* _Zadanie_
Kontynuuj analizowany tekst o stanie wyższej konieczności, pisząc dalej od jego ostatniego zdania.

* _Analizowany tekst_

Kontratyp stanu wyżej konieczności pozwala zatem na podjęcie działania mającego na celu ratowanie określonego dobra , jeśli grozi mu niebezpieczeństwo w ten sposób , że dla jego ratowania poświęca się dobro inne. Niebezpieczeństwo to musi jednak być bezpośrednie. Oznacza to, iż zagraża ono w czasie , w którym działający w stanie wyższej konieczności podejmuje działania ratujące dobro zagrożone . Niebezpieczeństwo które jest dopiero spodziewane, lub które minęło nie uzasadnia uznania działania w stanie wyższej konieczności. Niebezpieczeństwo to to musi być rzeczywiste, realnie istniejące, obiektywne, nie zaś subiektywne czy urojone.

Ze zgromadzonego materiału dowodowego wynika, iż w chwili przekroczenia przez obwinionego dozwolonej prędkości o 54km/h jechał on z dzieckiem do lekarza, a stan dziecka nie zagrażał bezpośrednio jego życiu czy zdrowiu. Wcześniejsze drgawki gorączkowe minęły, stan dziecka ustabilizował się . Miało ono nadal wysoka gorączkę, lecz stan zagrażający jego życiu czy zdrowiu nie miał miejsca. Tak też oceniła stan dziecka dr Ś., jak wynika z jej zeznań złożonych na rozprawie. Z zachowania obwinionego wynika, iż oceniał stan córki podobnie. Nie wezwał pogotowania do miejsca swego zamieszkania w U. , nie jechał do najbliższej przychodni czy też szpitala, lecz do gabinetu położonego dalej niż najbliższy szpital, a mianowicie na ul (...).

* _Dane do zadania_
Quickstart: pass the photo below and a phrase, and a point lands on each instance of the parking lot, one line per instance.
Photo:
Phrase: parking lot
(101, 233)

* _Wynik zadania_
Sąd podzielił ocenę świadka K. Ś. , a także obwinionego i jego małżonki, iż drgawki gorączkowe mogą budzić zaniepokojenie, wręcz przerazić rodziców dziecka; dla osoby która nie miała z nimi wcześniej do czynienia przypominają napad padaczkowy. Nie ulega natomiast wątpliwości, iż w chwili gdy obwiniony przekraczał prędkość, stan ten już minął. Na uwagę zasługują słowa obwinionego, iż „gdyby jechał teraz, wiedząc co to są drgawki to stan wyższej konieczności by nie zachodził”.

Mając powyższe na uwadze Sąd uznał, iż nie zostały wyczerpane przesłanki z art. 16§1kw, biorąc natomiast pod uwagę okoliczności niniejszej sprawy odstąpił od wymierzania obwinionemu kary w oparciu o art. 39§1kw.(...)

Sąd na podstawie art. 624 § 1 kpk w zw z art. 119kpw zwolnił obwinionego od kosztów postępowania i opłaty.